Задание
Перепишите без изменений отрывок из воспоминаний о Степане Писахове от «Степан Григорьевич Писахов» до «меня не взял.».

Предоставленный текст
%%

Степан Григорьевич Писахов был поистине поэтической душой Севера: он знал его палитру, его музыкальную гамму, его говор, лукавство народной речи, мужественный склад помора — все, что составляет самую глубокую природу северного края.
Много лет назад, совершая первую свою поездку по Северу, я пришел к домику на Поморской улице в Архангельске. В кармане у меня была рекомендательная записка от писателя В. Г. Тана к художнику Писахову. Мне открыл дверь низенький, весь заросший густым рыжеватым волосом человек, с густейшими рыжеватыми, торчащими пучками, бровями. Глаза у него были зоркие и приглядчивые. За его спиной в мастерской были развешаны полотна — пейзажи Новой Земли, огненные закаты, служившие фоном для ультрамариновых льдин, и лужайки среди валунов, покрытые красными, необычайной красоты цветами. Записки от В. Г. Тана он у меня не взял.
— Принимаю людей не по запискам, а по тому, что они из себя представляют, — сказал он с некоторой резкостью. — Зачем мне рекомендации, если я сам вижу, кто вы такой.
Он привык познавать людей без чужой помощи, круто отворачиваться от тех, кто был ему не по душе, и глубоко принимал тех, кто ему понравился. Мы с ним сразу сдружились. Дружба эта продолжалась ровно тридцать шесть лет, становясь с годами только задушевнее.
В литературу Писахов пришел уже в поздние годы, до этого он был известен только как художник. На одной из фотографий, помещенной в 1915 году в журнале «Аргус», можно увидеть бородатого человека, купающегося средь льдин возле Новой Земли. Это было примерно в ту пору, когда живописец В. Переплетчиков открыл на Новой Земле талантливого художника-ненца Тыко Вылка, когда изобразитель северных пейзажей А. Борисов выпустил книгу «Среди самоедов» со своими цветными иллюстрациями. Писахов стал в один ряд с Борисовым и Переплетчиковым, это был третий по счету художник Севера. Но знал он Север не только как художник. Он знал его и как раскрытую книгу народного своеобразного говора и умел передавать этот говор в устной речи, лукавой и полной словесных находок.

%%

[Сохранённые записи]
%%

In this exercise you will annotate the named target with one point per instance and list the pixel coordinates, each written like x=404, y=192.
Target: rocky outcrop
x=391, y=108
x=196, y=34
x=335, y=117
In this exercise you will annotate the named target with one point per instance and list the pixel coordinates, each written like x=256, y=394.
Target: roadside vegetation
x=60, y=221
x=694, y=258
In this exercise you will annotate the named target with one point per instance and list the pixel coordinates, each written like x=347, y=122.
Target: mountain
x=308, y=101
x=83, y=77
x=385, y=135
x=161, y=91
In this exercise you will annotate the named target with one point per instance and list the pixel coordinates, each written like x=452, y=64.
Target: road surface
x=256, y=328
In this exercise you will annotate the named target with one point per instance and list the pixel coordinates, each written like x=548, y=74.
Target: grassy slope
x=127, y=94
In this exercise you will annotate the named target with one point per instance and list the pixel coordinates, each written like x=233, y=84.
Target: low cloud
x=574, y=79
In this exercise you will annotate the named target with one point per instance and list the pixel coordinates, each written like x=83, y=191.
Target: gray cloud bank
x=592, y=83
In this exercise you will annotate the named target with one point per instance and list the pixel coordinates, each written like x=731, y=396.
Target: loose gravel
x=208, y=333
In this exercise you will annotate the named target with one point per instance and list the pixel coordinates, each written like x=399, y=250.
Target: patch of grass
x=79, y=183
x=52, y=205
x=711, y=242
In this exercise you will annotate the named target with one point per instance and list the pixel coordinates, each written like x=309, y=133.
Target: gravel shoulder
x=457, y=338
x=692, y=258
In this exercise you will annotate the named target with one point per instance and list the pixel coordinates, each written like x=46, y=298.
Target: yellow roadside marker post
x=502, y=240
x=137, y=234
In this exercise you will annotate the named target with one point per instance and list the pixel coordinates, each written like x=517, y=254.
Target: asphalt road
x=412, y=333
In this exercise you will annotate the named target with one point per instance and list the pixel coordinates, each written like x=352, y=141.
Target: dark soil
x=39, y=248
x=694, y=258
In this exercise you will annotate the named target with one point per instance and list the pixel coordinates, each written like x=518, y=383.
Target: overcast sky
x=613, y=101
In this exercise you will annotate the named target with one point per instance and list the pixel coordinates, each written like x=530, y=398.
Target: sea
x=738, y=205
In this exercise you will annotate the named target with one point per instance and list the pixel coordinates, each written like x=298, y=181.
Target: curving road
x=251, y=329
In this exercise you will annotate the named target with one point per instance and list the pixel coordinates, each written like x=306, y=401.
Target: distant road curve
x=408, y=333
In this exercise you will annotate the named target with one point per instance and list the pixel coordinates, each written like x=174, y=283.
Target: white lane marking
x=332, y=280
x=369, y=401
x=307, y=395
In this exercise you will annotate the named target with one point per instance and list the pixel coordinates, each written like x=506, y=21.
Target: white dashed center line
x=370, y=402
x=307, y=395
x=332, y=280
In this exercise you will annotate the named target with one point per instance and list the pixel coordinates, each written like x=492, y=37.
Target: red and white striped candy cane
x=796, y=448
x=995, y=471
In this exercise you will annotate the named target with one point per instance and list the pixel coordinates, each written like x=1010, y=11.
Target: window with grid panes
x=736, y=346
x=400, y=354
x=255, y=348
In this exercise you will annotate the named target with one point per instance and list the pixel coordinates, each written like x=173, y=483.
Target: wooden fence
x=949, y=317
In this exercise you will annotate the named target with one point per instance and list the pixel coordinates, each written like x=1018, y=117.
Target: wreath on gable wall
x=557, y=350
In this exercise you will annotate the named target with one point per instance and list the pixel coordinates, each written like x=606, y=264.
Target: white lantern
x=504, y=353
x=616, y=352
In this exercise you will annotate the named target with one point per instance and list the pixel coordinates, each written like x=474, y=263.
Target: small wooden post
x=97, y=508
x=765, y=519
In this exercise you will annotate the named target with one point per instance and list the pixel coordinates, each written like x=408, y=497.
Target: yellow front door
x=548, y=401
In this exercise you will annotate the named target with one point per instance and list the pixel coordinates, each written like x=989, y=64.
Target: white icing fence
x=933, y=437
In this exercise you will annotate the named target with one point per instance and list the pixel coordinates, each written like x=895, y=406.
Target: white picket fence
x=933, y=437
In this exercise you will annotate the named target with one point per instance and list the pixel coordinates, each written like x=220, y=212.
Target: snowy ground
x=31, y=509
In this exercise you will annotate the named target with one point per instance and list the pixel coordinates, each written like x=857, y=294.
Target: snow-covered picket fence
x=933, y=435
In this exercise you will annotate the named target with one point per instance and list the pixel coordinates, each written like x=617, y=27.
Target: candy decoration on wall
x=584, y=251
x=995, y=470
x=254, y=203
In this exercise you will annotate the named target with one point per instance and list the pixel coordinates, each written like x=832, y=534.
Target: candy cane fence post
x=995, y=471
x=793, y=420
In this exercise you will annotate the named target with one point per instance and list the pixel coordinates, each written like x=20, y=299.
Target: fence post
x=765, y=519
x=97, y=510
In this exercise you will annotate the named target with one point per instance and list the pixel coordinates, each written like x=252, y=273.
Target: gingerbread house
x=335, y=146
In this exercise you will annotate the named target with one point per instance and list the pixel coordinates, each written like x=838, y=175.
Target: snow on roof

%%

Результат выполнения
Степан Григорьевич Писахов был поистине поэтической душой Севера: он знал его палитру, его музыкальную гамму, его говор, лукавство народной речи, мужественный склад помора — все, что составляет самую глубокую природу северного края.
Много лет назад, совершая первую свою поездку по Северу, я пришел к домику на Поморской улице в Архангельске. В кармане у меня была рекомендательная записка от писателя В. Г. Тана к художнику Писахову. Мне открыл дверь низенький, весь заросший густым рыжеватым волосом человек, с густейшими рыжеватыми, торчащими пучками, бровями. Глаза у него были зоркие и приглядчивые. За его спиной в мастерской были развешаны полотна — пейзажи Новой Земли, огненные закаты, служившие фоном для ультрамариновых льдин, и лужайки среди валунов, покрытые красными, необычайной красоты цветами. Записки от В. Г. Тана он у меня не взял.